# Task brief
From the passage below on the house of commons, write out the portion starting with "when the nation" and going on through "the Present Discontents.".

───── Selected passage

A popular origin cannot, therefore, be the characteristical distinction of a popular representative. The virtue, spirit, and essence of a house of commons consists in its being the express image of the feelings of the nation. It was not instituted to be a control upon the people, as of late it has been taught, by a doctrine of the most pernicious tendency. It was designed as a control for the people. Other institutions have been formed for the purpose of checking popular excesses; and they are, I apprehend, fully adequate to their object. If not, they ought to be made so. The house of commons, as it was never intended for the support of peace and subordination, is miserably appointed for that service; having no stronger weapon than its mace, and no better officer than its serjeant-at-arms, which it can command of its own proper authority. A vigilant and jealous eye over executory and judicial magistracy; an anxious care of public money, an openness, approaching towards facility, to public complaint: these seem to be the true characteristics of a house of commons. But an addressing house of commons, and a petitioning nation; a house of commons full of confidence,

when the nation is plunged in despair; in the utmost harmony with ministers, whom the people regard with the utmost abhorrence; who vote thanks, when the public opinion calls upon them for impeachments; who are eager to grant, when the general voice demands account; who, in all disputes between the people and administration, presume against the people who punish their disorders, but refuse even to inquire into the provocations to them: this is an unnatural, a monstrous state of things in this constitution. Such an assembly may be a great, wise, awful senate: but it is not, to any popular purpose, a house of commons.-Thoughts on the Cause of the Present Discontents.

──────────
───── Supplied information

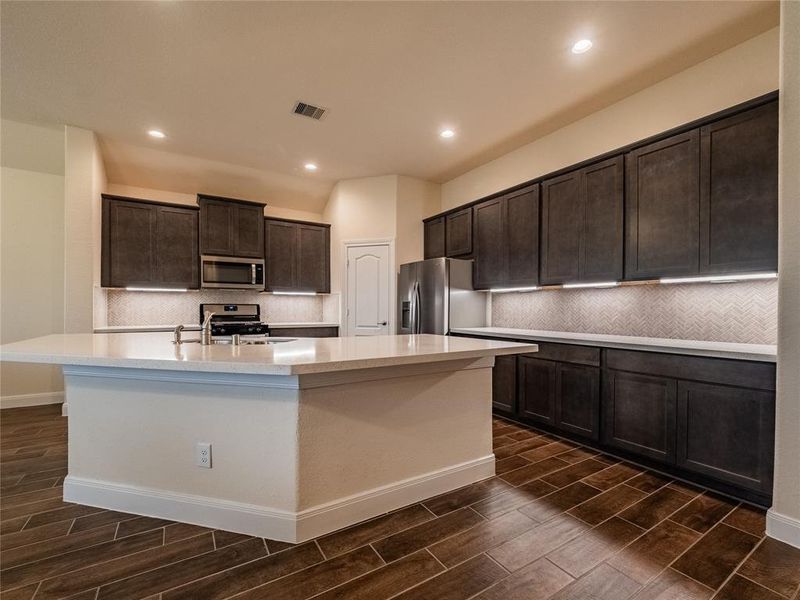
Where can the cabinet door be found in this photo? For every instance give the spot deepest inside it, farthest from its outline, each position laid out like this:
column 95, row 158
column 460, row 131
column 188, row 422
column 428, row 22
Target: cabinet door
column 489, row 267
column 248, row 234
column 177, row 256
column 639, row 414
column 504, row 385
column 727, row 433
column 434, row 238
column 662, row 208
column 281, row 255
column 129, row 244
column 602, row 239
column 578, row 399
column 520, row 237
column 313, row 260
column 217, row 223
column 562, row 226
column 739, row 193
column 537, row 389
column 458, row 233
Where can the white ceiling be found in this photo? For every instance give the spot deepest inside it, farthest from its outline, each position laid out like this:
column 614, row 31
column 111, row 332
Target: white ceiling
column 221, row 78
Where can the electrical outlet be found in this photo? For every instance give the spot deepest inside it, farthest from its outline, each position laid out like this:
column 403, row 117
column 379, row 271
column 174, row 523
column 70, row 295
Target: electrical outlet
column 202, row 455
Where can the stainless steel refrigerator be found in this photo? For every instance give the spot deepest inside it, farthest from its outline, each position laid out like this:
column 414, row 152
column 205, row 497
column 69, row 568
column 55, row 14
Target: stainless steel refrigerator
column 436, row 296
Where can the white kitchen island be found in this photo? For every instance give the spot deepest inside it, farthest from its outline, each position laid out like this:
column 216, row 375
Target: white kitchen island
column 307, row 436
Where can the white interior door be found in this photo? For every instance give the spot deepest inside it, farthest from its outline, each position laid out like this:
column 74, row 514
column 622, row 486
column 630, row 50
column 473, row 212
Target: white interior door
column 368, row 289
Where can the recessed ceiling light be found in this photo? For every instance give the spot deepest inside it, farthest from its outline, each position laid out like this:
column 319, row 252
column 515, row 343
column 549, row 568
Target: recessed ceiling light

──────────
───── Supplied information

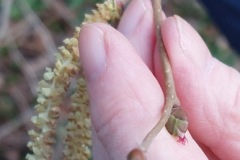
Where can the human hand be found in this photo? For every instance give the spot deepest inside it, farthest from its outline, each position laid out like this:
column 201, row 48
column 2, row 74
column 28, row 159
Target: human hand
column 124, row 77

──────────

# Full solution
when the nation is plunged in despair; in the utmost harmony with ministers, whom the people regard with the utmost abhorrence; who vote thanks, when the public opinion calls upon them for impeachments; who are eager to grant, when the general voice demands account; who, in all disputes between the people and administration, presume against the people who punish their disorders, but refuse even to inquire into the provocations to them: this is an unnatural, a monstrous state of things in this constitution. Such an assembly may be a great, wise, awful senate: but it is not, to any popular purpose, a house of commons.-Thoughts on the Cause of the Present Discontents.